## WRITTEN REQUEST
Below is some material; set it all down exactly, apart from the pictures.

## INFORMATION PROVIDED
+--
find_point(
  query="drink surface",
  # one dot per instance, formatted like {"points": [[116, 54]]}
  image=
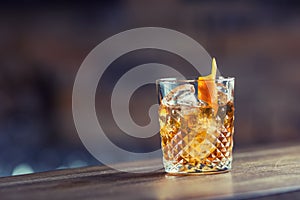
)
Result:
{"points": [[196, 136]]}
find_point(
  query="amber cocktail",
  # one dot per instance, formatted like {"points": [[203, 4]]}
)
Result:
{"points": [[196, 124]]}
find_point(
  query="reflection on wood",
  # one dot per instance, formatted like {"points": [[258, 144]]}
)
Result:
{"points": [[256, 172]]}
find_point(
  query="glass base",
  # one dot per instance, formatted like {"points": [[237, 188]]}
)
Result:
{"points": [[188, 169]]}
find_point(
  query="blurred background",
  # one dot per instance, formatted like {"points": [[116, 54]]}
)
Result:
{"points": [[42, 45]]}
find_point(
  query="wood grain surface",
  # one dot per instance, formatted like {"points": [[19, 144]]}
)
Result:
{"points": [[263, 172]]}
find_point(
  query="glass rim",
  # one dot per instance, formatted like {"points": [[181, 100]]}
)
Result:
{"points": [[190, 80]]}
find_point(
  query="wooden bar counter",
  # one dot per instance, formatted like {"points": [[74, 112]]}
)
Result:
{"points": [[270, 172]]}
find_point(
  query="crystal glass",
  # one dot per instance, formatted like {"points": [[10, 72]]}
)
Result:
{"points": [[196, 124]]}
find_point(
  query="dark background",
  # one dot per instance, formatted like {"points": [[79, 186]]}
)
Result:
{"points": [[42, 45]]}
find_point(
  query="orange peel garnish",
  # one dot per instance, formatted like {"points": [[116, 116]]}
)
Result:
{"points": [[207, 89]]}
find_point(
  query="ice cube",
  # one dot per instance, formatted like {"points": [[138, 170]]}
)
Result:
{"points": [[183, 95]]}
+--
## RESULT
find_point(
  query="drink surface",
  # one dot per instance, formatted like {"points": [[116, 54]]}
  image=
)
Result:
{"points": [[196, 136]]}
find_point(
  query="amber cocktail",
  # one dot per instance, formatted like {"points": [[203, 4]]}
)
Result:
{"points": [[196, 124]]}
find_point(
  query="reflection on wood",
  # one dot per instance, formatted like {"points": [[258, 144]]}
)
Result:
{"points": [[256, 172]]}
find_point(
  query="glass base",
  # one dot per instance, formatted like {"points": [[237, 188]]}
)
Result:
{"points": [[188, 169]]}
find_point(
  query="blurred background",
  # one dot per instance, formatted like {"points": [[116, 54]]}
)
Result:
{"points": [[42, 45]]}
find_point(
  query="wood grain surface",
  # one dot per instance, formatted like {"points": [[19, 144]]}
)
Result:
{"points": [[263, 172]]}
find_point(
  query="glass rim",
  # one dot per instance, formatted like {"points": [[181, 100]]}
)
Result:
{"points": [[190, 80]]}
find_point(
  query="wooden bar counter",
  # one dot per instance, formatted like {"points": [[74, 112]]}
)
Result:
{"points": [[270, 172]]}
find_point(
  query="crystal glass",
  # one dot per instance, formatted like {"points": [[10, 72]]}
)
Result:
{"points": [[196, 124]]}
find_point(
  query="dark background",
  # one dot per instance, formatted like {"points": [[79, 186]]}
)
Result:
{"points": [[42, 45]]}
find_point(
  query="orange peel garnish",
  # one dot per instance, formatted like {"points": [[116, 116]]}
)
Result:
{"points": [[207, 89]]}
find_point(
  query="ice cube",
  # one dot per instance, formatted like {"points": [[138, 170]]}
)
Result:
{"points": [[183, 95]]}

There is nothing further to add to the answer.